◆ **Task goal**
Exactly the lines from the one with "Formation-chart tagging: label the leaning" through the end of the records below are to be output, the first and last included, and no others.

◆ **Information given**
=======
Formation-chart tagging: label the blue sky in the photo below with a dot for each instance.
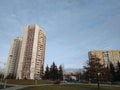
(73, 27)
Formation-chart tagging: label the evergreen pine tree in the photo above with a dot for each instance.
(47, 73)
(60, 73)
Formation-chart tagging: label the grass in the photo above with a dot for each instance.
(28, 82)
(72, 87)
(2, 86)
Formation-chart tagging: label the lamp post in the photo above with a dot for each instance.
(98, 79)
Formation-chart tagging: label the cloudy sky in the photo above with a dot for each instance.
(73, 27)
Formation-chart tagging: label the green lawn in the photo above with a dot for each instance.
(28, 82)
(72, 87)
(1, 86)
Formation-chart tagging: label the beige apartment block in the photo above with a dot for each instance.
(13, 57)
(32, 55)
(105, 56)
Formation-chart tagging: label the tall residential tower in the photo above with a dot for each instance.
(31, 61)
(13, 58)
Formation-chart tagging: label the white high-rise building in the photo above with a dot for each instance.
(31, 61)
(13, 58)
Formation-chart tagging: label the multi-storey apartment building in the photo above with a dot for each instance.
(105, 56)
(13, 58)
(31, 61)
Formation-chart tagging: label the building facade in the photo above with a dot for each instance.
(105, 56)
(13, 58)
(31, 61)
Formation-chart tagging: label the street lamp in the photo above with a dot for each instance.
(98, 79)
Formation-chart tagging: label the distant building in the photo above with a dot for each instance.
(105, 56)
(31, 62)
(13, 58)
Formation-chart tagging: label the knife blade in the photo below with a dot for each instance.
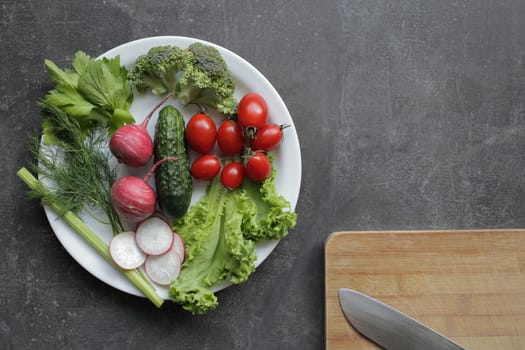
(388, 327)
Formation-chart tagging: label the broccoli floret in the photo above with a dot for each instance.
(157, 70)
(197, 74)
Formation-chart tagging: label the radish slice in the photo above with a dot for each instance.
(154, 236)
(162, 269)
(125, 252)
(179, 246)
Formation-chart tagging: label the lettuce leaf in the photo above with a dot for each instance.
(220, 232)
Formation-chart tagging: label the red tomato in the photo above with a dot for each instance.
(268, 137)
(201, 133)
(232, 175)
(206, 167)
(258, 167)
(229, 138)
(252, 111)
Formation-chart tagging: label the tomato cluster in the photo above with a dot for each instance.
(246, 135)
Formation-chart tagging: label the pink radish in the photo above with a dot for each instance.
(133, 198)
(154, 236)
(125, 252)
(162, 269)
(132, 144)
(179, 246)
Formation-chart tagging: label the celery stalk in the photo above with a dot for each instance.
(134, 276)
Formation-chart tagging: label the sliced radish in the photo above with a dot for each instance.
(125, 252)
(162, 269)
(154, 236)
(179, 246)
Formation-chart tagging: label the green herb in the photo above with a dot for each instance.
(134, 276)
(95, 93)
(76, 166)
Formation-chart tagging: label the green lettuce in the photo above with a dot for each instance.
(220, 232)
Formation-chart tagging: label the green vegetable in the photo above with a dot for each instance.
(134, 276)
(197, 74)
(94, 92)
(77, 166)
(220, 232)
(173, 179)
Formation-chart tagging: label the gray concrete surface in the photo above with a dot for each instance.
(410, 115)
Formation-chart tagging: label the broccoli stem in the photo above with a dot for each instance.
(134, 276)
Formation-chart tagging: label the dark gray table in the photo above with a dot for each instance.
(410, 114)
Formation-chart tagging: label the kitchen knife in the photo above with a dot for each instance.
(388, 327)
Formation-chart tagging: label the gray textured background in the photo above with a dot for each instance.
(410, 115)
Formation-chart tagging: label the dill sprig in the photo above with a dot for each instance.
(74, 166)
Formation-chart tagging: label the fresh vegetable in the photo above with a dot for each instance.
(205, 167)
(132, 144)
(133, 198)
(232, 175)
(201, 133)
(220, 232)
(252, 111)
(258, 167)
(179, 246)
(96, 93)
(125, 252)
(162, 269)
(173, 179)
(268, 137)
(76, 166)
(154, 236)
(134, 276)
(197, 74)
(230, 138)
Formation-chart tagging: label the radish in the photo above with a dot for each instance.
(162, 269)
(132, 144)
(179, 246)
(133, 198)
(125, 252)
(154, 236)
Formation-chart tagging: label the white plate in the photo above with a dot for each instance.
(287, 157)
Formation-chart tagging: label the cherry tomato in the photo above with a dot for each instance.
(252, 111)
(229, 138)
(268, 137)
(258, 167)
(201, 133)
(206, 167)
(232, 175)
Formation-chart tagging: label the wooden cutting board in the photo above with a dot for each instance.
(467, 285)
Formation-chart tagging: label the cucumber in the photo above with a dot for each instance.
(172, 178)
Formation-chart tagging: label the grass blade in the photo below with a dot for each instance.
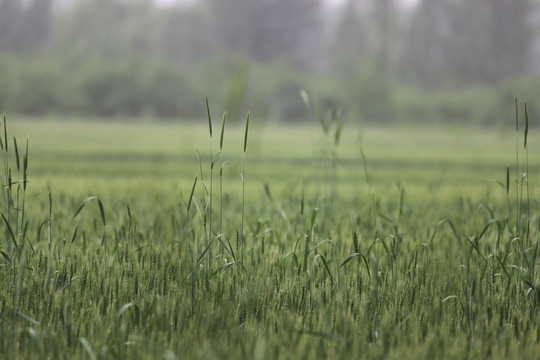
(223, 120)
(10, 231)
(209, 117)
(246, 133)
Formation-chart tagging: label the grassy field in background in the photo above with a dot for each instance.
(415, 252)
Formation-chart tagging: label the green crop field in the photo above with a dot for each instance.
(158, 240)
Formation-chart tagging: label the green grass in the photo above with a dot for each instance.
(423, 262)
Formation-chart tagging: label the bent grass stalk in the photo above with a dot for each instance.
(210, 233)
(243, 190)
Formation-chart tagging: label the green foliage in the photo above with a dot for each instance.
(443, 270)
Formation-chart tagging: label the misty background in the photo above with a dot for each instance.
(376, 61)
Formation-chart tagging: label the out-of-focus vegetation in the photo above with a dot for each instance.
(380, 61)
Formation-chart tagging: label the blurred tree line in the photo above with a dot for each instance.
(379, 60)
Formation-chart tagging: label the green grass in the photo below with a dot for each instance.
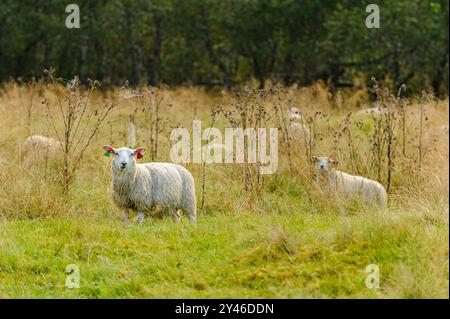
(290, 255)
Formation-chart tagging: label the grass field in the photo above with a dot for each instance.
(288, 239)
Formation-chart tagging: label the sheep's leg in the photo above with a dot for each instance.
(125, 214)
(140, 217)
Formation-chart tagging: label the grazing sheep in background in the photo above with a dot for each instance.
(371, 111)
(296, 129)
(340, 182)
(142, 187)
(294, 114)
(37, 147)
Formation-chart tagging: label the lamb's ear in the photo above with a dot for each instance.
(139, 152)
(109, 149)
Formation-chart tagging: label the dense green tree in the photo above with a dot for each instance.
(227, 42)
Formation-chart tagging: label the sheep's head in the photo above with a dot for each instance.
(124, 157)
(324, 164)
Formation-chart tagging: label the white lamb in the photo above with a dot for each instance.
(373, 111)
(297, 130)
(37, 147)
(371, 191)
(143, 187)
(294, 114)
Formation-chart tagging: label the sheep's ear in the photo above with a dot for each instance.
(109, 149)
(139, 152)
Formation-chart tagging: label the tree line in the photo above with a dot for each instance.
(228, 42)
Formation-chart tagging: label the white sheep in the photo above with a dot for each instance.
(142, 187)
(373, 111)
(349, 185)
(37, 147)
(294, 114)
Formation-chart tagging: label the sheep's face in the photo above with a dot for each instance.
(324, 164)
(124, 157)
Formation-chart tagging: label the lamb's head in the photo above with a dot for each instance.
(324, 164)
(124, 157)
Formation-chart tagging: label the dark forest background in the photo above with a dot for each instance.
(228, 42)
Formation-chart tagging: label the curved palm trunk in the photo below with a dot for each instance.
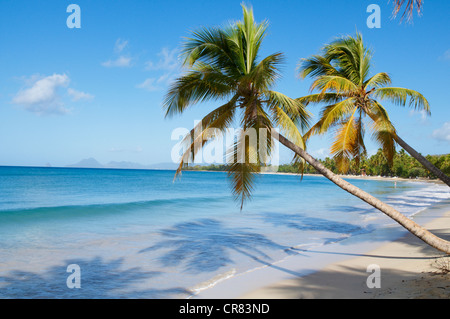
(422, 160)
(410, 225)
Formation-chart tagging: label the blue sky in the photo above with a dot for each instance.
(68, 94)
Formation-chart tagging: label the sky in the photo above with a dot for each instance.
(67, 94)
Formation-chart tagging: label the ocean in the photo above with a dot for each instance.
(140, 234)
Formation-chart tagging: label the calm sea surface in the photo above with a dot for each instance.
(138, 234)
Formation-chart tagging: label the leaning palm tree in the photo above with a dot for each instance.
(409, 8)
(223, 64)
(342, 78)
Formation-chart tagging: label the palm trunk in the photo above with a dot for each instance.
(410, 225)
(422, 160)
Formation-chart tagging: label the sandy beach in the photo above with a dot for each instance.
(409, 269)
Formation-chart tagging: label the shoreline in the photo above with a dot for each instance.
(378, 178)
(408, 269)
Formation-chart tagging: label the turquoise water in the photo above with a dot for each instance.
(138, 234)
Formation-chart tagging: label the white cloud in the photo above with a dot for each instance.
(137, 149)
(120, 62)
(446, 55)
(168, 61)
(442, 133)
(149, 85)
(165, 69)
(42, 97)
(120, 45)
(78, 95)
(320, 153)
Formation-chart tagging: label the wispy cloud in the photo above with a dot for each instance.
(120, 45)
(445, 56)
(442, 133)
(168, 61)
(149, 85)
(44, 95)
(78, 95)
(137, 149)
(320, 153)
(165, 69)
(122, 60)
=======
◆ **Response box**
Formation-chart tagging: label the leaning palm tree in the photo above with a dot for each instance.
(409, 8)
(223, 64)
(342, 78)
Formation-chart tagging: label the palm trunk in the photo above with a dot for each instance.
(410, 225)
(422, 160)
Formation-chart tagging: label the sandy beach in the photo above with a dot for each instance.
(409, 269)
Formation-chart tagging: label the shoreline in the photo above with a dot for each instance.
(378, 178)
(408, 269)
Formation-chart tagging: label the turquoise water in the photo above with a dot for each instance.
(138, 234)
Formation-chart tagging: label the white cloud in the photo above with a dot for each instance.
(137, 149)
(120, 62)
(446, 55)
(168, 61)
(442, 133)
(149, 85)
(165, 69)
(42, 97)
(120, 45)
(78, 95)
(320, 153)
Formation-chart tagging: label the wispy cloud in the photo above with a dot for each instance.
(120, 45)
(445, 56)
(442, 133)
(168, 61)
(149, 85)
(44, 95)
(78, 95)
(137, 149)
(320, 153)
(165, 69)
(122, 60)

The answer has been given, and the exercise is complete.